- _Your objective_: What is needed is every line, exactly as given, from the line containing "spot the pale blue sky." through the end of the data below.

Point-per-instance localization data
+ + + + +

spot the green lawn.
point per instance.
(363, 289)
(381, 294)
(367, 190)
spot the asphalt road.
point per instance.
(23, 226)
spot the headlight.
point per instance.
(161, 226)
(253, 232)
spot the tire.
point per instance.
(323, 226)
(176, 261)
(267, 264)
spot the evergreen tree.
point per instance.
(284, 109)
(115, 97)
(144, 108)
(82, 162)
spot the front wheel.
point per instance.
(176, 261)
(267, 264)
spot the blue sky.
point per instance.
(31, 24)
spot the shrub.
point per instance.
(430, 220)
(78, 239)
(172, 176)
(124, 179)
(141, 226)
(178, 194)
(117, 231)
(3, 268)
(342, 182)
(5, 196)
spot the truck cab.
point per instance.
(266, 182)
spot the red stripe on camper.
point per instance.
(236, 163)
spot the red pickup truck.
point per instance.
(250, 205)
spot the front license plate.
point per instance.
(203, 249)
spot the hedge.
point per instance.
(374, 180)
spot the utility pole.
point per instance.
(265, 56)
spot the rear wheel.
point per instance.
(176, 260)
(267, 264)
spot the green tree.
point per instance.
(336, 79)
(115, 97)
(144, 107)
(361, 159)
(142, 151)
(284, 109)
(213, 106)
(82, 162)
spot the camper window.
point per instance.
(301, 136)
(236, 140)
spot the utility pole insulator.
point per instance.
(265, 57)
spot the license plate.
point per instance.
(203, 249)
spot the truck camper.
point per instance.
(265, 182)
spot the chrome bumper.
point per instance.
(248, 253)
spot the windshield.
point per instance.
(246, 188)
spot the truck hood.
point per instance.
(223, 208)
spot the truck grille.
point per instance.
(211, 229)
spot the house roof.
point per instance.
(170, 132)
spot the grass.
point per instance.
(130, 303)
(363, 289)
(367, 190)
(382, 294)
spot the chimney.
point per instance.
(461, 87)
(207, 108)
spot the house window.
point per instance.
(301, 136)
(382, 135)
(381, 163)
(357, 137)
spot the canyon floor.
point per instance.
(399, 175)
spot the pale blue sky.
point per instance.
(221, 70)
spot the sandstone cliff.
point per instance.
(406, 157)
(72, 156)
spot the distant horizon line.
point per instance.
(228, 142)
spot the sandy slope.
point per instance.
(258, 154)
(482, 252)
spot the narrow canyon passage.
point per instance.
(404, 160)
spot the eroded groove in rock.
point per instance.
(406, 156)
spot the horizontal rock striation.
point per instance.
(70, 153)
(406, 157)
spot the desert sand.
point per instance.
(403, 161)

+ + + + +

- _Result for this exercise_:
spot the pale blue sky.
point per instance.
(221, 70)
spot the sandstone cliff.
point per instance.
(406, 157)
(72, 156)
spot the distant horizon line.
point per instance.
(228, 142)
spot the sandy slope.
point per instance.
(258, 154)
(482, 252)
spot the narrow canyon passage.
point per instance.
(404, 160)
spot the eroded groove in rock.
point per instance.
(406, 156)
spot the horizontal rock striation.
point per instance.
(70, 153)
(406, 157)
spot the desert sand.
point per instance.
(403, 161)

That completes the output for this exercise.